Top of DATA LISTING
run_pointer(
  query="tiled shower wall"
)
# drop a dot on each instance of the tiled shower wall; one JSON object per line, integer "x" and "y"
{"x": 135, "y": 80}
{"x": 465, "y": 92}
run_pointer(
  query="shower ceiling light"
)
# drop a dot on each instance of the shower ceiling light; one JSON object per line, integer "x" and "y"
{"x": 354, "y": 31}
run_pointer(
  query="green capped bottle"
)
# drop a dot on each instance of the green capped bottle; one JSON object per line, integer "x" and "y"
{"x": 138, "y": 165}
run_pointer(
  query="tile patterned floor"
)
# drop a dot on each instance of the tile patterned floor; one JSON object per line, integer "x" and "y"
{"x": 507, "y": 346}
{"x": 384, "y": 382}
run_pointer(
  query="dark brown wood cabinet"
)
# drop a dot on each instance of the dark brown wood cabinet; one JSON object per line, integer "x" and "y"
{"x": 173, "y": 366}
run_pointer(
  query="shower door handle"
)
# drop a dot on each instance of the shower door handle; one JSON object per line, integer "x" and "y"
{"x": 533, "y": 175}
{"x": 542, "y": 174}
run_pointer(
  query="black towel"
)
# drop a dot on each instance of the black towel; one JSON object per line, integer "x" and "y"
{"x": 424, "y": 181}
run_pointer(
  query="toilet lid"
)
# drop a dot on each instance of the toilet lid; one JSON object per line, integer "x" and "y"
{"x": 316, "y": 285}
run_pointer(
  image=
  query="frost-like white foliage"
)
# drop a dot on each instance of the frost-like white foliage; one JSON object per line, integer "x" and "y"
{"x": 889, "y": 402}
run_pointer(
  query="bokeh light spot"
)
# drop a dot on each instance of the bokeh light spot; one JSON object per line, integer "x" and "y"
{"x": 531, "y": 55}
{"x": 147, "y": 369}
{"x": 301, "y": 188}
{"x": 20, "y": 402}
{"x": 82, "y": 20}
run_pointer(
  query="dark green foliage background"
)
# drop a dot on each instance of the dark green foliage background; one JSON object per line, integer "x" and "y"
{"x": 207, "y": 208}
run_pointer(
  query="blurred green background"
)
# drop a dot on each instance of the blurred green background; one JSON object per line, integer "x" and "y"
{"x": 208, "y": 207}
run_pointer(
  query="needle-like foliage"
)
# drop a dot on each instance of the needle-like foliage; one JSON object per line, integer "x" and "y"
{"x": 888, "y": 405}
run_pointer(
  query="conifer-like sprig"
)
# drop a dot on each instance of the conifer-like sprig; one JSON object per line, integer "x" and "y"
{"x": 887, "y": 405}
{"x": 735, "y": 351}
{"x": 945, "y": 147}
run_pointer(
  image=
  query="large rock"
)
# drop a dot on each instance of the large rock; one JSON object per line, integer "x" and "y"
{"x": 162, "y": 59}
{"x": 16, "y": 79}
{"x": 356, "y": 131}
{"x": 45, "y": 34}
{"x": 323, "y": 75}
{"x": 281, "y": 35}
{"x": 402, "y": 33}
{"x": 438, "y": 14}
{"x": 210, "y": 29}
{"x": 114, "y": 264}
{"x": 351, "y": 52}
Bottom of DATA LISTING
PROBLEM REQUIREMENTS: Copy the listing word for word, leaving nothing out.

SOLUTION BELOW:
run_pointer(
  query="tiled shower wall"
)
# drop a dot on each instance of the tiled shower wall; one JSON object per line, integer "x" and "y"
{"x": 135, "y": 80}
{"x": 465, "y": 92}
run_pointer(
  query="shower ceiling light"
)
# drop a dot on each instance of the shower ceiling light; one JSON object per line, integer "x" and "y"
{"x": 354, "y": 31}
run_pointer(
  query="green capped bottle"
)
# drop a dot on each instance of the green capped bottle; one JSON object per line, integer "x" and "y"
{"x": 138, "y": 165}
run_pointer(
  query="tile patterned floor"
)
# drop a dot on each instance of the tile patterned floor; one JSON object per line, integer "x" and "y"
{"x": 507, "y": 346}
{"x": 384, "y": 382}
run_pointer(
  query="dark brown wood cabinet"
)
# drop a dot on each instance of the dark brown wood cabinet; one JSON object per line, integer "x" and "y"
{"x": 173, "y": 366}
run_pointer(
  query="shower door handle"
)
# drop a dot on each instance of the shower door handle; one JSON object per line, integer "x" and "y"
{"x": 533, "y": 175}
{"x": 542, "y": 174}
run_pointer(
  query="black towel"
)
# drop a dot on each instance of the black towel; one JSON object per line, integer "x" and "y"
{"x": 424, "y": 181}
run_pointer(
  query="toilet lid"
)
# drop a dot on each instance of the toilet lid; one JSON object per line, integer "x" and "y"
{"x": 316, "y": 285}
run_pointer(
  image=
  query="frost-like white foliage"
)
# drop a dot on each instance of the frost-like white foliage; one JSON object per line, integer "x" and "y"
{"x": 889, "y": 402}
run_pointer(
  query="bokeh light spot"
)
# drop a dot on each instance of the bokeh light spot; one JSON object per line, integer "x" and "y"
{"x": 531, "y": 55}
{"x": 147, "y": 369}
{"x": 301, "y": 188}
{"x": 20, "y": 402}
{"x": 82, "y": 20}
run_pointer(
  query="dark green foliage background"
)
# drop a dot on each instance of the dark green foliage background; one JSON object per line, integer "x" and "y"
{"x": 207, "y": 208}
run_pointer(
  query="blurred green background"
)
# drop a dot on each instance of the blurred green background; one JSON object per line, integer "x" and "y"
{"x": 208, "y": 207}
run_pointer(
  query="needle-like foliage"
)
# drop a dot on each instance of the needle-like foliage; one JSON object per line, integer "x" and "y"
{"x": 888, "y": 405}
run_pointer(
  query="conifer-like sprig"
)
# drop a dot on each instance of the conifer-like sprig; one JSON object per line, integer "x" and "y"
{"x": 887, "y": 405}
{"x": 735, "y": 351}
{"x": 945, "y": 147}
run_pointer(
  image=
  query="large rock"
)
# drop a dot on each instance of the large rock; one JSON object per line, integer "x" and "y"
{"x": 162, "y": 59}
{"x": 16, "y": 79}
{"x": 356, "y": 131}
{"x": 45, "y": 34}
{"x": 323, "y": 75}
{"x": 281, "y": 35}
{"x": 402, "y": 33}
{"x": 438, "y": 14}
{"x": 210, "y": 29}
{"x": 114, "y": 264}
{"x": 351, "y": 52}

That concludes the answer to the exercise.